▶ _Your assignment_
Having found the line that holds "Where in the photo above can the outdoor", give that line and all lines after it again, word for word, through the end of the data below.

Point localization data:
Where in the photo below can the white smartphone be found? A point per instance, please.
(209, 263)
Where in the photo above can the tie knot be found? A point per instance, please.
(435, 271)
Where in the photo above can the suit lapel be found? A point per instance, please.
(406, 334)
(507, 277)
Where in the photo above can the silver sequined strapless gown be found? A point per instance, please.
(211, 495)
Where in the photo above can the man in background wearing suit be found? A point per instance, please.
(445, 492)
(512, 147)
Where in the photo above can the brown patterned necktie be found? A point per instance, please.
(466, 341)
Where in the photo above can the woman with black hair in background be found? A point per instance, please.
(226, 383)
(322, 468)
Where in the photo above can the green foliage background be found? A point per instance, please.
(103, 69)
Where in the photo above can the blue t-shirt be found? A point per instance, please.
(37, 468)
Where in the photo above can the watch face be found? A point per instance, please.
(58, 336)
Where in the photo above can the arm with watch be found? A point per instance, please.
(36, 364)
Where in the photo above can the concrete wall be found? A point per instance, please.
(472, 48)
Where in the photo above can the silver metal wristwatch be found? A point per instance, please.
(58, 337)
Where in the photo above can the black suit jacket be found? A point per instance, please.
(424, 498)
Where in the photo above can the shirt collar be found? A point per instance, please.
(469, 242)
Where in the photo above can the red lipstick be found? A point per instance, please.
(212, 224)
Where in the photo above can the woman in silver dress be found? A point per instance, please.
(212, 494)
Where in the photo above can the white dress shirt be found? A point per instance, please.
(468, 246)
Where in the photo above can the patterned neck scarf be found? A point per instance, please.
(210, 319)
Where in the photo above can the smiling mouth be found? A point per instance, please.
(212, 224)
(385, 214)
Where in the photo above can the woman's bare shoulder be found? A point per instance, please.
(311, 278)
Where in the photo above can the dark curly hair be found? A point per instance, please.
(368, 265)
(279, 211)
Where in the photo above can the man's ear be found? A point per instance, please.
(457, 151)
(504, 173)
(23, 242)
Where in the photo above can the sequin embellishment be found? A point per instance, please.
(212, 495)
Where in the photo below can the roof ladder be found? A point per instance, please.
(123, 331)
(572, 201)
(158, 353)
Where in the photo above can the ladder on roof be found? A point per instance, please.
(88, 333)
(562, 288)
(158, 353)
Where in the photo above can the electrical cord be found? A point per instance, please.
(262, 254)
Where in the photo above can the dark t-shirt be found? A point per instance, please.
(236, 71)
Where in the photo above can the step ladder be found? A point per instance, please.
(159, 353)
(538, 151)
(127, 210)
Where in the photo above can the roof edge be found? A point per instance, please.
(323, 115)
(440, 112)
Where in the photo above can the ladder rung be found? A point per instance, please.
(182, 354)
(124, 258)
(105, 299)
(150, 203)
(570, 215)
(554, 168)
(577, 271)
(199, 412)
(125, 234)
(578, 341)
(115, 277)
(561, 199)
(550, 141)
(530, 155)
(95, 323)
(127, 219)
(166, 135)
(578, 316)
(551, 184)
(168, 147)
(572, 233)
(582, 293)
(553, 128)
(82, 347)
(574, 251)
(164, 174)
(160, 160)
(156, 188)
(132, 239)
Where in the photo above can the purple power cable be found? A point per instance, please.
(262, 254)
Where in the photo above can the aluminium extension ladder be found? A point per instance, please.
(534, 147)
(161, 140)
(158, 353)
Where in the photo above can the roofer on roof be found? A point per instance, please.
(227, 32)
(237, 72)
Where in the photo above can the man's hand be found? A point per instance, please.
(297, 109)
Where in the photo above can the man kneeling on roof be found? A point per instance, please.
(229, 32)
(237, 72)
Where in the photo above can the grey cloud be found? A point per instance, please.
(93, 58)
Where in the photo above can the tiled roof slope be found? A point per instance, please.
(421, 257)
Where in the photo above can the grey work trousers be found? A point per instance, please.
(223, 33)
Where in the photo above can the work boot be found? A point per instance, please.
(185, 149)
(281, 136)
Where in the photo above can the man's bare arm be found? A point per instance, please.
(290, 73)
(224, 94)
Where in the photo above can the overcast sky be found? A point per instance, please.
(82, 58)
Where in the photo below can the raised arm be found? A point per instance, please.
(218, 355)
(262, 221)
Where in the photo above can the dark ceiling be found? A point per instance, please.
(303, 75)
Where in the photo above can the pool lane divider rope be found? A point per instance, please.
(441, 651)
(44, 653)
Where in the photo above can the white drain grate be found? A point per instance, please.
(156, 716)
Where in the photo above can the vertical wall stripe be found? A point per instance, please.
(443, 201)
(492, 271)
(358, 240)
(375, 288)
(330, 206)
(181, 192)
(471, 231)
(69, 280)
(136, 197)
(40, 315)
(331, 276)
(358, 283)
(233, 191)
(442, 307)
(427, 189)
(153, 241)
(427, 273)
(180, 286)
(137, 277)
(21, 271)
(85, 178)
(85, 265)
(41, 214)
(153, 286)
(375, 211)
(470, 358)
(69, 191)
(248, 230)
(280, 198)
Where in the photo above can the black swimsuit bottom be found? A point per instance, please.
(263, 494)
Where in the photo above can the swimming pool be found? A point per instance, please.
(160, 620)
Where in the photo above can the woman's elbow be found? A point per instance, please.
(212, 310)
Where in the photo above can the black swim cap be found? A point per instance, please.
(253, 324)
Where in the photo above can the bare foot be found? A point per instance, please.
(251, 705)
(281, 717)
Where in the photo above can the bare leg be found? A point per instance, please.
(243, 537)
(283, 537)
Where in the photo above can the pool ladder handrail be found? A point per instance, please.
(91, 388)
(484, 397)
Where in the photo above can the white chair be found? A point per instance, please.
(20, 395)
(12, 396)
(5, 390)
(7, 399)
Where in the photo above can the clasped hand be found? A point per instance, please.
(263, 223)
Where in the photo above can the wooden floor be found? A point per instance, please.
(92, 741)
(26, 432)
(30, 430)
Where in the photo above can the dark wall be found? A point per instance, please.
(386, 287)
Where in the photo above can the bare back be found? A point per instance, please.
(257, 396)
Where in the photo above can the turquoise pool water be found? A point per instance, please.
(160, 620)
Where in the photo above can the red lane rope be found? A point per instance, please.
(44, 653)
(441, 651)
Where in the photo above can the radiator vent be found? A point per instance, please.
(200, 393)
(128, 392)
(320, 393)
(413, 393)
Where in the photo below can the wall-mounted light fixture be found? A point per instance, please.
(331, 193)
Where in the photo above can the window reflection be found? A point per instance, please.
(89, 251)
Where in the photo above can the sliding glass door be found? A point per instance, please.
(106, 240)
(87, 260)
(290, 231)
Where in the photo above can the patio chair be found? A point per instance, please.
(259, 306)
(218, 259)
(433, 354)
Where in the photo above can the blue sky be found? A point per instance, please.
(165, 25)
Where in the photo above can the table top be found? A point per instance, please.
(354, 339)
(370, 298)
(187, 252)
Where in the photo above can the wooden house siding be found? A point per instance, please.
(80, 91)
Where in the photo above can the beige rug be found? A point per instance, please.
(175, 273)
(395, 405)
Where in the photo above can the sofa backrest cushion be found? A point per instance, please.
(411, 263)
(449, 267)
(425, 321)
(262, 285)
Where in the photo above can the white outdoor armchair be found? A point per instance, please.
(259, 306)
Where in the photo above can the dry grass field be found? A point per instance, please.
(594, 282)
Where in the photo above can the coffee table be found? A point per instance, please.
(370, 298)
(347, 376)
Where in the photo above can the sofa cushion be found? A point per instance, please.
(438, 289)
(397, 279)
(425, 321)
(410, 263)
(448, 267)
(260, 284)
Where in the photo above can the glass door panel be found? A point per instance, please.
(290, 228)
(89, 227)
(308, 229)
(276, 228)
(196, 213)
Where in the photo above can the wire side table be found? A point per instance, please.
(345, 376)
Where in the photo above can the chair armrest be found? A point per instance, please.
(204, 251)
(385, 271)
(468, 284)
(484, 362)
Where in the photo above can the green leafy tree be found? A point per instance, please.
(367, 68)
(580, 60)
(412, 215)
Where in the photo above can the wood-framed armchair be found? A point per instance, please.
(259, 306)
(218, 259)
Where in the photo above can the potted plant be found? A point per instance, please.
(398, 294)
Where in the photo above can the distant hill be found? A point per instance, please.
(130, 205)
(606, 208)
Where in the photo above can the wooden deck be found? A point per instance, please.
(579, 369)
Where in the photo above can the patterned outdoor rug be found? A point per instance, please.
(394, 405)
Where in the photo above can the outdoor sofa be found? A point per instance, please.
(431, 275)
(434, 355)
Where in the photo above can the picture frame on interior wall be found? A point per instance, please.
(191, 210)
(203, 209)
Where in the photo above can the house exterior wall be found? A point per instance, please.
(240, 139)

▶ _Answer box_
Where in the photo above can the outdoor sofa be found? A point per instance, please.
(431, 275)
(434, 355)
Where in the photo above can the picture frame on interior wall be found? A point per instance, please.
(191, 210)
(203, 209)
Where in the photo above can the house exterior wall be found? A point per instance, please.
(240, 139)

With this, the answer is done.